# Task data:
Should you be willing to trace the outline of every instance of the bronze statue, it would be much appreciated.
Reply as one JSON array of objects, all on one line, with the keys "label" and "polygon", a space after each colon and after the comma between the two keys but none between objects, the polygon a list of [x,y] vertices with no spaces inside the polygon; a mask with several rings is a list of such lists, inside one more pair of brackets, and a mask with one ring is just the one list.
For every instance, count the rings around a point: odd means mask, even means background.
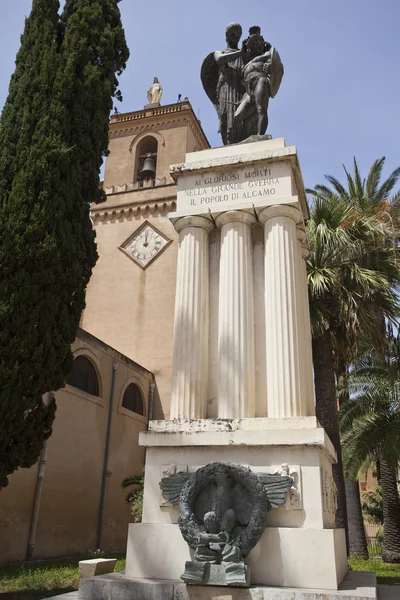
[{"label": "bronze statue", "polygon": [[244,558],[260,540],[267,513],[285,503],[292,486],[290,476],[254,473],[231,463],[210,463],[195,473],[164,477],[163,497],[179,505],[179,527],[194,550],[183,581],[248,587]]},{"label": "bronze statue", "polygon": [[238,23],[228,25],[228,47],[209,54],[201,68],[203,87],[217,110],[225,145],[264,136],[269,98],[277,94],[283,77],[279,53],[264,40],[260,28],[251,27],[239,49],[241,35]]}]

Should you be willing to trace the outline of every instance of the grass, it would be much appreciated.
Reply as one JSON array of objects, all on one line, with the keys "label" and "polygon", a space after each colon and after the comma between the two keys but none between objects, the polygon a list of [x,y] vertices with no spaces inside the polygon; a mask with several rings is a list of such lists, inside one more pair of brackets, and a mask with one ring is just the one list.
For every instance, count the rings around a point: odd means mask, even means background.
[{"label": "grass", "polygon": [[[88,556],[63,558],[0,567],[0,600],[41,600],[79,587],[78,562]],[[122,554],[103,555],[117,558],[115,571],[125,569]]]},{"label": "grass", "polygon": [[[400,564],[384,563],[376,558],[350,558],[349,564],[354,571],[373,571],[376,573],[378,583],[384,585],[400,585]],[[1,600],[1,594],[0,594]]]},{"label": "grass", "polygon": [[[79,587],[78,562],[85,557],[62,558],[0,567],[0,600],[42,600],[57,594],[77,590]],[[104,558],[117,558],[116,571],[125,570],[125,556],[109,554]],[[355,571],[373,571],[378,583],[400,585],[400,564],[386,564],[381,558],[350,558]]]}]

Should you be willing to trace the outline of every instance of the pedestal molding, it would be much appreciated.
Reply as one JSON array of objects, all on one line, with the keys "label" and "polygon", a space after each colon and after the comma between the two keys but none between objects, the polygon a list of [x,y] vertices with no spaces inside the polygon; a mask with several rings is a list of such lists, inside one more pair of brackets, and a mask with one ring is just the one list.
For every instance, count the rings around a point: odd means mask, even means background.
[{"label": "pedestal molding", "polygon": [[208,232],[214,229],[214,221],[209,217],[203,217],[201,215],[188,215],[180,217],[174,222],[175,230],[180,233],[186,227],[200,227]]},{"label": "pedestal molding", "polygon": [[296,225],[303,222],[301,210],[297,206],[289,204],[273,204],[272,206],[263,208],[258,213],[258,218],[264,225],[269,219],[274,217],[288,217],[293,219]]},{"label": "pedestal molding", "polygon": [[217,227],[221,228],[227,223],[246,223],[247,225],[252,226],[257,223],[257,219],[253,212],[245,210],[229,210],[227,212],[219,213],[215,217],[215,224]]}]

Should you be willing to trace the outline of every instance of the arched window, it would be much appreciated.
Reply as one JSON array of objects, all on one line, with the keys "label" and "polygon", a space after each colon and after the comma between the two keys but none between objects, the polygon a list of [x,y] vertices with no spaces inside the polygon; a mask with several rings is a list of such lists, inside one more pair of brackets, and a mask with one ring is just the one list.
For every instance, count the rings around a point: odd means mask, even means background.
[{"label": "arched window", "polygon": [[136,383],[130,383],[125,390],[122,406],[138,415],[144,416],[144,402],[142,392]]},{"label": "arched window", "polygon": [[86,356],[77,356],[72,365],[72,371],[67,377],[67,383],[74,387],[99,396],[99,380],[97,379],[96,369]]},{"label": "arched window", "polygon": [[134,182],[141,187],[154,186],[157,169],[158,141],[152,135],[144,137],[136,147]]}]

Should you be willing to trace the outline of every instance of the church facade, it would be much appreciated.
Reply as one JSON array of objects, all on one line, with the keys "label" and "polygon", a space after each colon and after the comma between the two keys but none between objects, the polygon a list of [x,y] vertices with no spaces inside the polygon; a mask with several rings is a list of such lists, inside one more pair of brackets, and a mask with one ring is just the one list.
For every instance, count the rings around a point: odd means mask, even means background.
[{"label": "church facade", "polygon": [[[177,193],[169,169],[206,148],[187,100],[114,115],[107,201],[92,210],[99,260],[81,326],[154,373],[152,419],[169,417],[171,393],[178,234],[168,217]],[[145,163],[154,170],[143,171]]]},{"label": "church facade", "polygon": [[[169,166],[208,147],[187,100],[111,118],[107,201],[92,209],[99,259],[72,347],[74,370],[55,394],[53,434],[40,460],[0,492],[0,564],[84,555],[99,536],[102,549],[126,549],[131,514],[121,482],[143,473],[138,437],[149,419],[169,415],[178,246]],[[152,170],[143,170],[146,159]]]}]

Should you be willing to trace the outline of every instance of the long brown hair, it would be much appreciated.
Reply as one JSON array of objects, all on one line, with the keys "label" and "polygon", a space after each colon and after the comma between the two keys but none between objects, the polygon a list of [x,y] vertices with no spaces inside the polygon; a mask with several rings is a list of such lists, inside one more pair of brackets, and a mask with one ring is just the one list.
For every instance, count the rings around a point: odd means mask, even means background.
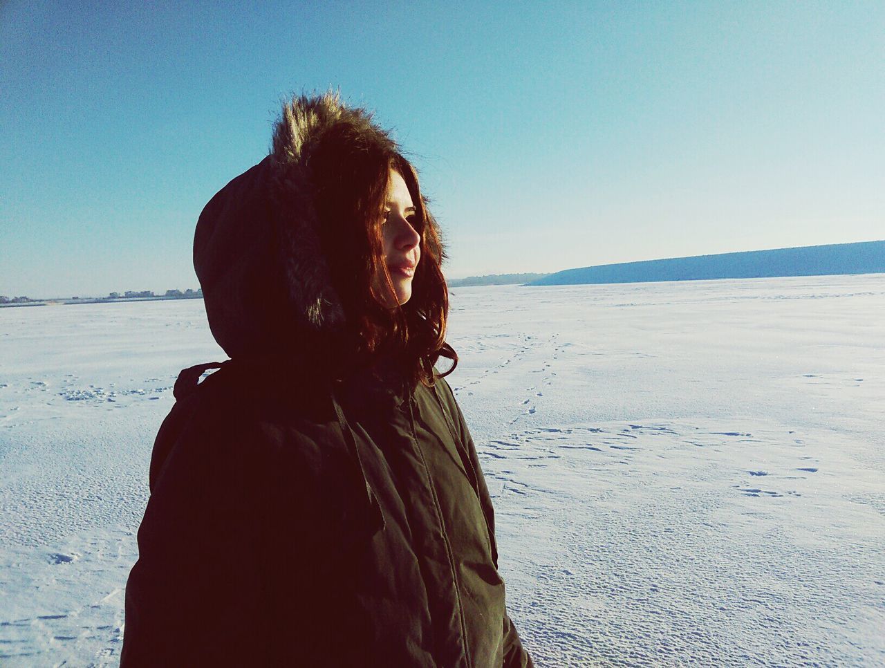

# Work to do:
Please tally the lines in the listing above that contain the string "trace", counting only case-sensitive matches, and reply with the number alone.

# Task result:
6